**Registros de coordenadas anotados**
╔══

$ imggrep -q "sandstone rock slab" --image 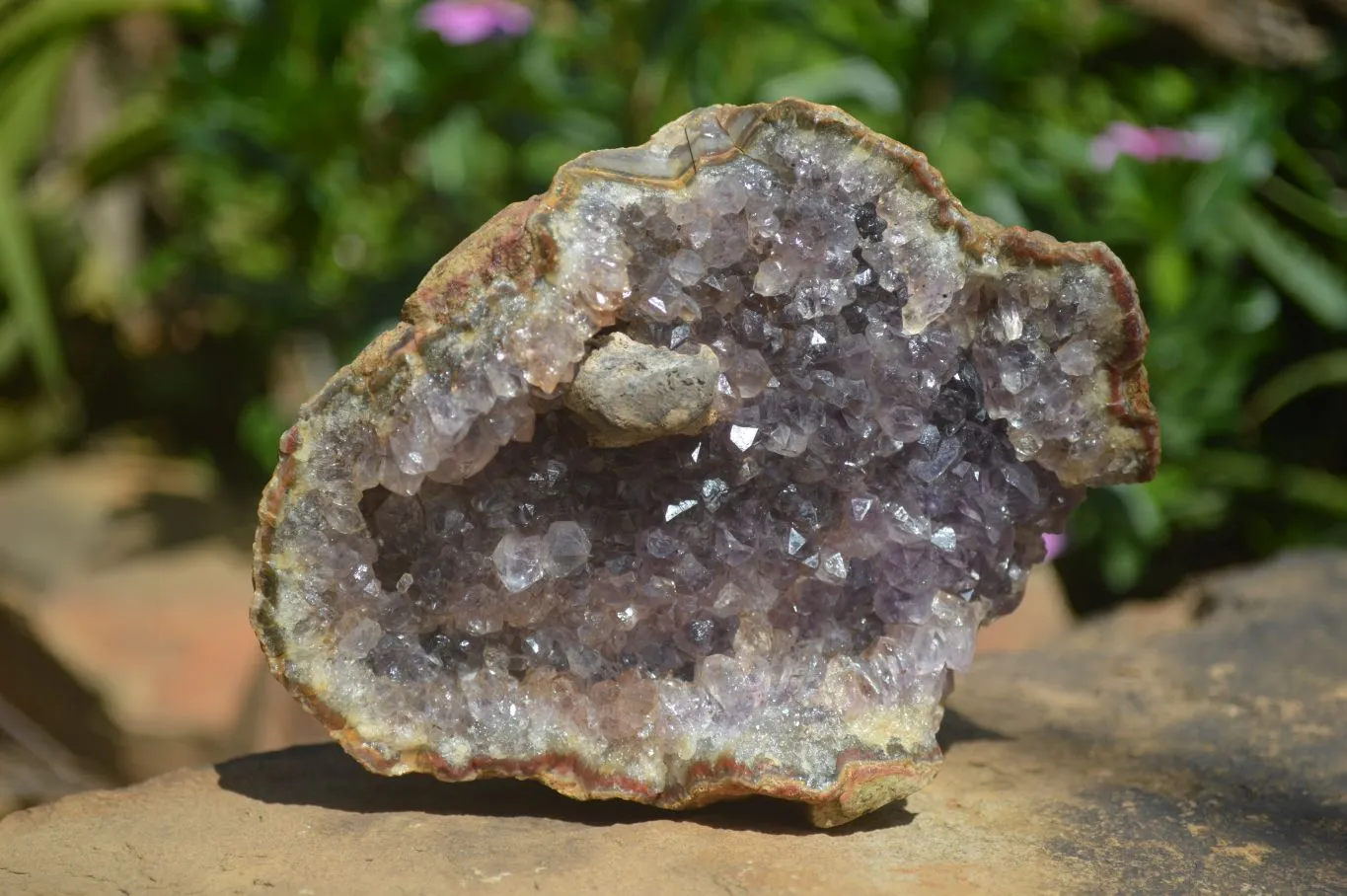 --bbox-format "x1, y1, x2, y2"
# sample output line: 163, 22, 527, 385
0, 553, 1347, 896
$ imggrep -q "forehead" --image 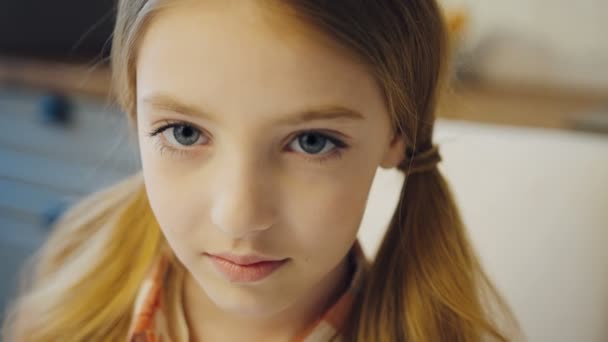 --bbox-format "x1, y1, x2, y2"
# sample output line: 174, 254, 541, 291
137, 1, 384, 125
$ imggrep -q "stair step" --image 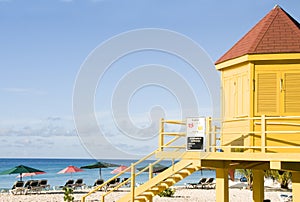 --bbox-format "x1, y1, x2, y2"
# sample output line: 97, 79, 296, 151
134, 196, 149, 202
141, 190, 160, 196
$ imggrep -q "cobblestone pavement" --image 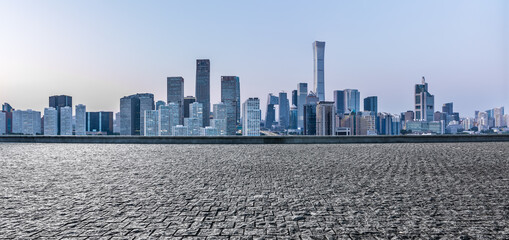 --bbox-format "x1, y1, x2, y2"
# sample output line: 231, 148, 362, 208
0, 143, 509, 239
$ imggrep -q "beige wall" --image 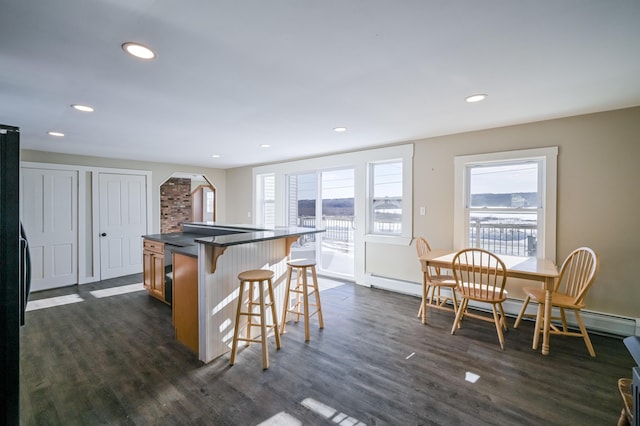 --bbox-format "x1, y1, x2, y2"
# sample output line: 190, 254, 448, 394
226, 167, 253, 223
227, 107, 640, 317
21, 150, 227, 233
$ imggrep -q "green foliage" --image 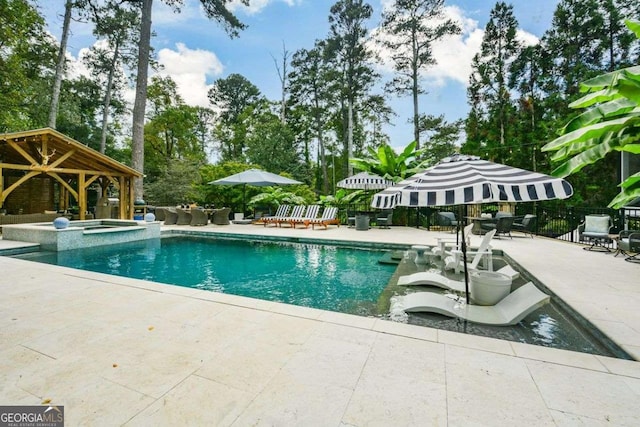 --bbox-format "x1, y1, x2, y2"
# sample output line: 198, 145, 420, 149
543, 21, 640, 208
349, 141, 427, 182
144, 160, 204, 206
247, 187, 308, 212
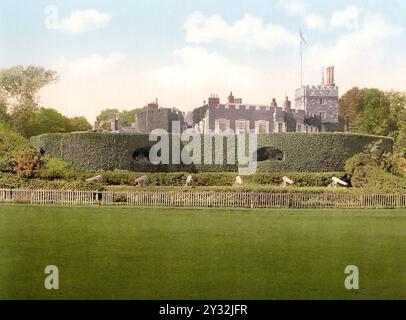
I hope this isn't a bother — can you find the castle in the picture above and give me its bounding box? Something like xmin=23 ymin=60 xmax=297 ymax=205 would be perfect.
xmin=101 ymin=66 xmax=339 ymax=133
xmin=197 ymin=67 xmax=338 ymax=133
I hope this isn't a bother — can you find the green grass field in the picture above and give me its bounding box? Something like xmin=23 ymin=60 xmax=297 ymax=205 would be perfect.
xmin=0 ymin=205 xmax=406 ymax=299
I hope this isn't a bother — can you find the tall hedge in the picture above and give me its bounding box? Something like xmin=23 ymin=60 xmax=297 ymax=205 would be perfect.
xmin=0 ymin=119 xmax=29 ymax=172
xmin=31 ymin=132 xmax=393 ymax=172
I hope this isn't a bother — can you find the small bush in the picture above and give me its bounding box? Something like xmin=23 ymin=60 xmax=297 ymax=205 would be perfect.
xmin=38 ymin=158 xmax=75 ymax=180
xmin=14 ymin=149 xmax=40 ymax=178
xmin=0 ymin=120 xmax=29 ymax=172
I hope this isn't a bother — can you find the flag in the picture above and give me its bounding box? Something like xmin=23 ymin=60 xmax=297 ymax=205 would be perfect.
xmin=299 ymin=30 xmax=307 ymax=44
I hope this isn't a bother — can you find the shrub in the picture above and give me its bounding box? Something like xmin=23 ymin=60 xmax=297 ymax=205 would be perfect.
xmin=0 ymin=121 xmax=29 ymax=172
xmin=37 ymin=158 xmax=75 ymax=180
xmin=14 ymin=149 xmax=40 ymax=178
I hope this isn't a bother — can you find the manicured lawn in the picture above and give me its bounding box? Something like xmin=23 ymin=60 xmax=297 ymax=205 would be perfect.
xmin=0 ymin=205 xmax=406 ymax=299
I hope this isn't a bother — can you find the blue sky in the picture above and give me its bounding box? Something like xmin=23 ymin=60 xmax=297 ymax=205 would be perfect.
xmin=0 ymin=0 xmax=406 ymax=120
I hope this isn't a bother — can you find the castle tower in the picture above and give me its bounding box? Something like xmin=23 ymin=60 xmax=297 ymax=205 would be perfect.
xmin=295 ymin=66 xmax=338 ymax=131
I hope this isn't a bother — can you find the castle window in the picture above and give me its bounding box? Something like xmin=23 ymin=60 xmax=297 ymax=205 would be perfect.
xmin=215 ymin=119 xmax=230 ymax=131
xmin=255 ymin=120 xmax=269 ymax=133
xmin=255 ymin=147 xmax=285 ymax=162
xmin=235 ymin=119 xmax=250 ymax=133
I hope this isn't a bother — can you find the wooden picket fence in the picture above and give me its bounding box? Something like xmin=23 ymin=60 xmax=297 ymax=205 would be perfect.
xmin=0 ymin=189 xmax=406 ymax=208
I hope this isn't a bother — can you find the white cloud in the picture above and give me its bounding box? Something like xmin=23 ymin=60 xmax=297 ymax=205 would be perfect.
xmin=331 ymin=6 xmax=360 ymax=30
xmin=148 ymin=47 xmax=260 ymax=91
xmin=280 ymin=0 xmax=326 ymax=30
xmin=304 ymin=14 xmax=326 ymax=29
xmin=55 ymin=52 xmax=126 ymax=77
xmin=184 ymin=12 xmax=297 ymax=50
xmin=47 ymin=9 xmax=111 ymax=33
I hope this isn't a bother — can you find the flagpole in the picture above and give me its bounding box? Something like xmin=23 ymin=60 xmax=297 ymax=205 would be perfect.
xmin=300 ymin=39 xmax=303 ymax=87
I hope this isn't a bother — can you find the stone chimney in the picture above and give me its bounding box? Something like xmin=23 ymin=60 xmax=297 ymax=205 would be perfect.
xmin=110 ymin=117 xmax=118 ymax=131
xmin=326 ymin=66 xmax=335 ymax=87
xmin=283 ymin=96 xmax=292 ymax=111
xmin=228 ymin=91 xmax=235 ymax=103
xmin=209 ymin=94 xmax=220 ymax=106
xmin=94 ymin=120 xmax=100 ymax=130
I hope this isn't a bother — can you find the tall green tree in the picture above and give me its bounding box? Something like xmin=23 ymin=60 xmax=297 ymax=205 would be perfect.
xmin=339 ymin=87 xmax=363 ymax=131
xmin=356 ymin=88 xmax=393 ymax=136
xmin=69 ymin=117 xmax=92 ymax=131
xmin=0 ymin=66 xmax=58 ymax=136
xmin=97 ymin=108 xmax=120 ymax=130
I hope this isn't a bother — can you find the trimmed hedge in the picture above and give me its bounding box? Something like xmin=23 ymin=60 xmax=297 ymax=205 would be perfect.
xmin=0 ymin=119 xmax=30 ymax=172
xmin=31 ymin=132 xmax=393 ymax=172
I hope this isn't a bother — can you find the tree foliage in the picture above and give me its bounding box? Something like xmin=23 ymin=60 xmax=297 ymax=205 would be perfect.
xmin=0 ymin=65 xmax=58 ymax=136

╚══

**Instrucción escrita**
Por favor, vuelve a escribir sin cambios las líneas de los ítems que van desde la que contiene "find the stone" hasta el final de los ítems, ambas incluidas.

**Respuesta escrita**
I hope this isn't a bother — can you find the stone chimney in the picture above and give me its bounding box? Something like xmin=23 ymin=60 xmax=297 ymax=205 would be perfect.
xmin=110 ymin=117 xmax=118 ymax=131
xmin=326 ymin=66 xmax=335 ymax=87
xmin=283 ymin=96 xmax=292 ymax=111
xmin=228 ymin=91 xmax=235 ymax=103
xmin=209 ymin=94 xmax=220 ymax=106
xmin=94 ymin=120 xmax=100 ymax=130
I hope this isn't a bother — can you find the tall green tree in the picture above and give me its bounding box? Something like xmin=23 ymin=60 xmax=297 ymax=205 would be perfect.
xmin=339 ymin=87 xmax=363 ymax=131
xmin=356 ymin=88 xmax=393 ymax=136
xmin=69 ymin=117 xmax=92 ymax=131
xmin=0 ymin=66 xmax=58 ymax=136
xmin=97 ymin=108 xmax=120 ymax=130
I hope this isn't a bother — can you find the trimmed hedge in the picture above and give me its bounding box? Something like xmin=23 ymin=60 xmax=297 ymax=205 would be perfect.
xmin=0 ymin=119 xmax=30 ymax=172
xmin=31 ymin=132 xmax=393 ymax=172
I hope this isn't a bother — can you find the tree foliage in the picture above and give me its bounding box? Something like xmin=23 ymin=60 xmax=297 ymax=205 would be perfect.
xmin=0 ymin=65 xmax=58 ymax=136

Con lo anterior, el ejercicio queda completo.